Output each record below exactly, and include all of them.

*** Block opens ***

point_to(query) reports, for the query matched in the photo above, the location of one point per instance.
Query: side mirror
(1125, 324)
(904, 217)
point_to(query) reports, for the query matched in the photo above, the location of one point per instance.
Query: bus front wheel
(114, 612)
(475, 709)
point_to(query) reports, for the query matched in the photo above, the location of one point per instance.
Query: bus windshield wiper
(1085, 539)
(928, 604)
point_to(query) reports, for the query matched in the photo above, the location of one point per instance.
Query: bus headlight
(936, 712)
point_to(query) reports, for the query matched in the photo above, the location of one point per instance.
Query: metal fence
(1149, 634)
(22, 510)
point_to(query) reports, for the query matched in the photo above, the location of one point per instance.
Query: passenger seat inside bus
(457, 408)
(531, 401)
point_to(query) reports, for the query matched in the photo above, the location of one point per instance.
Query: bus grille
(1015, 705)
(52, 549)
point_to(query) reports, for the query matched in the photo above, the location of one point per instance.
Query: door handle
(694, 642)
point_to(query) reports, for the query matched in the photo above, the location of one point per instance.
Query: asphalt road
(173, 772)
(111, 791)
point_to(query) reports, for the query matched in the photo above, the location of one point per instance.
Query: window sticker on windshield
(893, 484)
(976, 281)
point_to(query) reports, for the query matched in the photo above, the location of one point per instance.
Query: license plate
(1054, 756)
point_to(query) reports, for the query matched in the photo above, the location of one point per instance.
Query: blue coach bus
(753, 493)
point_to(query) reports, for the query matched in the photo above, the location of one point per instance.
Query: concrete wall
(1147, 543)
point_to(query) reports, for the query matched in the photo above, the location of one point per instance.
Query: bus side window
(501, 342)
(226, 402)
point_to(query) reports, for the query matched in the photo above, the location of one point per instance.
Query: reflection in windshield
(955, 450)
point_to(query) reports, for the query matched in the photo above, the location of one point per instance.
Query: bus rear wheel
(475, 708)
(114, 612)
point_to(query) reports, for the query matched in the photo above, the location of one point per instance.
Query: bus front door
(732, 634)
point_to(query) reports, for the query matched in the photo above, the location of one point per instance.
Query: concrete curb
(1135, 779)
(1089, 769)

*** Block closes ***

### Output below
point_to(query) reports, for the query matched in the photo above, the location of one point per instance.
Query: side mirror
(1125, 324)
(904, 217)
point_to(query) reports, for the query matched in the photo above, the location of one point per instance.
Query: bus front wheel
(114, 612)
(475, 709)
point_to(query) reports, for the query matched in the photo above, the location of one point per instance.
Query: bus windshield wiper
(1085, 539)
(928, 604)
point_to(query) reports, for the query matched in the photo above, the location of one point per instance.
Query: bus headlight
(936, 712)
point_to(query) reports, for the query matched in the photo above, the location of one point per instance.
Query: metal fence
(1149, 634)
(22, 510)
point_to(query) reports, for the query matched in the photo above, the location of one point per instance.
Query: passenger seat inside bus
(457, 408)
(531, 401)
point_to(query) reports, for the query matched in the photo above, the location of one point per instance.
Query: bus grille
(1015, 705)
(52, 549)
point_to(query) reports, for the query matched in the photo above, the location of one point per instance.
Query: door handle
(694, 642)
point_to(query) reports, for the query matched in the photo above, the location of one point per instance.
Query: asphalt road
(173, 772)
(111, 791)
point_to(query) reports, for the query matched in the photo above, the location of one point per instance.
Query: window sticker on windshield
(893, 484)
(976, 281)
point_to(query) reports, for the query matched in the photo above, the location of one point per instance.
Query: license plate
(1054, 756)
point_to(query) reports, for the query matched in the photo above, the location of one point per instance.
Query: blue coach bus
(753, 493)
point_to(query) reports, for the query matched in the photo above, the location of one point per instance.
Query: concrete wall
(1147, 543)
point_to(query) reports, for the query matched in the photo above, the location of one point per instance.
Query: bus side window
(501, 342)
(226, 402)
point_to(query) reports, for the query matched in the photo above, the location of one point per instance.
Query: reflection in windshield
(955, 450)
point_to(query) reports, for the query matched in the photo above, the location of one point per instance.
Query: bus rear wheel
(475, 708)
(114, 612)
point_to(query) reports, for the query matched in the photo above, the location of one point per instance.
Query: bus front door
(732, 634)
point_to(query) reports, for the query matched in the photo above, the location of one point per instance.
Query: concrete curb
(1135, 779)
(1089, 769)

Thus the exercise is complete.